== TEXTAUSZUG ==
════════════════════

Das Bundesamt für Verbraucherschutz und Lebensmittelsicherheit BVL veröffentlichte Ende 2024 eine interessante Pressemitteilung unter dem Titel «Hohe Acrylamidgehalte in Trockenobst».
Zusammenfassung: Es wurden 2023 252 Proben getrocknetes Steinobst (Aprikosen, Datteln, Pflaumen und Kirschen) untersucht. In 152 Proben wurden quantifizierbare Acrylamidgehalte festgestellt. In diesem Monitoring waren 99 Proben Aprikosen. 62 Aprikosenproben waren geschwefelt. Die Unterscheidung ist wichtig, weil die Schwefelung offensichtlich die Acrylamidbildung hemmt. Laut BVL waren die geschwefelten Aprikosen und die getrockneten Kirschen bezüglich Acrylamid vergleichbar unauffällig. Bei den meisten Proben der ungeschwefelten Aprikosen, den getrockneten Pflaumen und den Datteln hingegen ist Acrylamid nachweisbar.

════════════════════

== DATENZEILEN ==
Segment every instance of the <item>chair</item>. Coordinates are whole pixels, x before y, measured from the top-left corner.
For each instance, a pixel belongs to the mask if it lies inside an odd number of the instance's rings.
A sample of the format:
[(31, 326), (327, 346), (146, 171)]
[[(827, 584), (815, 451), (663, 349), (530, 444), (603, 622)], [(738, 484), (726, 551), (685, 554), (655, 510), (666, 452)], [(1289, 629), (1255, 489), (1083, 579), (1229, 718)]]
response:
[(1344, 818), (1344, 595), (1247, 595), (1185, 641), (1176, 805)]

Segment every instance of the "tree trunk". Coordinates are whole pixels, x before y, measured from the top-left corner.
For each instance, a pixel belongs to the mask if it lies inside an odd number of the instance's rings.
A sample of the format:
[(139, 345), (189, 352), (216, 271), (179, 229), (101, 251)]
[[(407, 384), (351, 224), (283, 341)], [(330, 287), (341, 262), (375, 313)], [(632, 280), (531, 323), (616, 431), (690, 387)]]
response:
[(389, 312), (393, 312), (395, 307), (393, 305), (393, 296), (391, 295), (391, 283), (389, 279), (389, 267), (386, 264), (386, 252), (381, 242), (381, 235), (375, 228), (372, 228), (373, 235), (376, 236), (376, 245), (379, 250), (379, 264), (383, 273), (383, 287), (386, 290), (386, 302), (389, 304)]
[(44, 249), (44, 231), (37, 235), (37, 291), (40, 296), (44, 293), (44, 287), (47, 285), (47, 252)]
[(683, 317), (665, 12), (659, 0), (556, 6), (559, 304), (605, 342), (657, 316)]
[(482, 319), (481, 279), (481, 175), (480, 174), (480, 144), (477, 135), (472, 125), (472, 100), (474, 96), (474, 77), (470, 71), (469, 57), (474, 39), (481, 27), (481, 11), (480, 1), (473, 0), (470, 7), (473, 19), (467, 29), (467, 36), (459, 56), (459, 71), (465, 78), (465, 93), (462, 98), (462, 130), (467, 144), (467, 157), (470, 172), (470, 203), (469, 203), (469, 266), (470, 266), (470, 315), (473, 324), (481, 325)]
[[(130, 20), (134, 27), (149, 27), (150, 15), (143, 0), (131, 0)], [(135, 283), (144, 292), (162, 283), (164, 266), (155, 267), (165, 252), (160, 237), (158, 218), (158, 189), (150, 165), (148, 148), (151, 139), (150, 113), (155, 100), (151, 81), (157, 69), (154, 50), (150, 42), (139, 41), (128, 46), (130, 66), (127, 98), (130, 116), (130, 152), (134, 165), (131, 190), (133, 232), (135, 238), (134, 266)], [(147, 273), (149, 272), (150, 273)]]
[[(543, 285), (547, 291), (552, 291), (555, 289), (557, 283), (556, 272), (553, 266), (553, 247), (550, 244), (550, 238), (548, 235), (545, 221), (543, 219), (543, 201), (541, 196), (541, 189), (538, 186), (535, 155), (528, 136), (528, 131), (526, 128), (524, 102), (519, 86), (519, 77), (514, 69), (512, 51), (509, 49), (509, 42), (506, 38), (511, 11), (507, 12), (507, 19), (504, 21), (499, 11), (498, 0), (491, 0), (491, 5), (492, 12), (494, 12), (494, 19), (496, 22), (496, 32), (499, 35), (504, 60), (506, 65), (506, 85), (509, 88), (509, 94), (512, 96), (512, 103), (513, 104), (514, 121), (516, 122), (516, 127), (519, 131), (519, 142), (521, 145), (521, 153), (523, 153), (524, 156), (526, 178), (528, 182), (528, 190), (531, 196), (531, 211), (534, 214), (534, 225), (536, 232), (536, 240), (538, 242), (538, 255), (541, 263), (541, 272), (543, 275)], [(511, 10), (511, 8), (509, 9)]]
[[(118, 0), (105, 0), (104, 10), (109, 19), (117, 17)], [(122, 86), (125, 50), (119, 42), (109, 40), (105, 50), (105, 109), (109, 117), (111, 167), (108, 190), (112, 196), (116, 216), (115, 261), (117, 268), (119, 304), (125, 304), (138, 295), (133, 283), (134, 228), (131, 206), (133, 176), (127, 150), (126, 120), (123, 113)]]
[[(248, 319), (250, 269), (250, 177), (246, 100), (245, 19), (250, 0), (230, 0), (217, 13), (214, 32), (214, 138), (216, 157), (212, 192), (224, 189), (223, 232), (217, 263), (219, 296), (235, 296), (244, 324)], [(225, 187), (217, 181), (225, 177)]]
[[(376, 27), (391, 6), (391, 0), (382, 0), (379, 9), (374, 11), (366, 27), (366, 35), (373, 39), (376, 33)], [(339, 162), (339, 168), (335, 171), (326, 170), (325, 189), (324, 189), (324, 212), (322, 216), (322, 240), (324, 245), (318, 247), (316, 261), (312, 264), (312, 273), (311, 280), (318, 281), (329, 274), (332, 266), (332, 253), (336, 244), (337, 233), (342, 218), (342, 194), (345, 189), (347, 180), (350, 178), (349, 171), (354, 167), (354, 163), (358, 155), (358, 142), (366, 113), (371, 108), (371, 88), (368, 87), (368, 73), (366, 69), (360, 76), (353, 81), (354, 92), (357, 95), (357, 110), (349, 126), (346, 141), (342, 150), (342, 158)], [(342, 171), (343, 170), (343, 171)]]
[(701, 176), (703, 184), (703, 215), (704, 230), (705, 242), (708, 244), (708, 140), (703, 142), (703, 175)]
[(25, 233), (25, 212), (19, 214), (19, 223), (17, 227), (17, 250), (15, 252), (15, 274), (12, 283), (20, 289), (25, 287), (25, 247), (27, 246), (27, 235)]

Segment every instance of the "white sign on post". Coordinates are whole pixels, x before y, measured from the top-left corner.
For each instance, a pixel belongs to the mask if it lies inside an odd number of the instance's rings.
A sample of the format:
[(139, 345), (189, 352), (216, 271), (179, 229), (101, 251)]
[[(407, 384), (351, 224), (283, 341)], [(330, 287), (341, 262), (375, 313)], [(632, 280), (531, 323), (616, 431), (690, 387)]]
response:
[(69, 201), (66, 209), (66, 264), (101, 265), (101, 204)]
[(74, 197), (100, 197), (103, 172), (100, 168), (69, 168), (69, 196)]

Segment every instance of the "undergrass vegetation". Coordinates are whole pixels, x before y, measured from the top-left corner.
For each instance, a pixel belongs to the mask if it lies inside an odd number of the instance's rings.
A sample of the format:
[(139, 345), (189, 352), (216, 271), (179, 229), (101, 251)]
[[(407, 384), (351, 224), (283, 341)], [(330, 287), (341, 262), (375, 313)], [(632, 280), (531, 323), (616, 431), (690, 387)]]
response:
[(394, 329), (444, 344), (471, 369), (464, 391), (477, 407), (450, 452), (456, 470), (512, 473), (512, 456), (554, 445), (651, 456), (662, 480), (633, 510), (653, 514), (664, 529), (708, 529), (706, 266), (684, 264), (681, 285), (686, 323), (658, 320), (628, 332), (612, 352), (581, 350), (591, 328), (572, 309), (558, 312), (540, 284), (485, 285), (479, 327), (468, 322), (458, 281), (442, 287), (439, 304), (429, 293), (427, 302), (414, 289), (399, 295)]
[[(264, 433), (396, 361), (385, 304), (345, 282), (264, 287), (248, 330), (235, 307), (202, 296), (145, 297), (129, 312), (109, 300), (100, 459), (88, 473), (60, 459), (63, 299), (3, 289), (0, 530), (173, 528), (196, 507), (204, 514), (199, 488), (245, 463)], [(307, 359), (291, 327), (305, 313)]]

════════════════════

== ARBEITSANWEISUNG ==
Beantworte diese Fragen zum Textauszug über Acrylamid in Trockenobst:
1. Welche Behörde veröffentlichte die Pressemitteilung?
2. Wie viele Proben getrocknetes Steinobst wurden 2023 untersucht?
3. Wie viele Aprikosenproben waren geschwefelt?

== LÖSUNG ==
1. Das Bundesamt für Verbraucherschutz und Lebensmittelsicherheit (BVL)
2. 252 Proben
3. 62 Aprikosenproben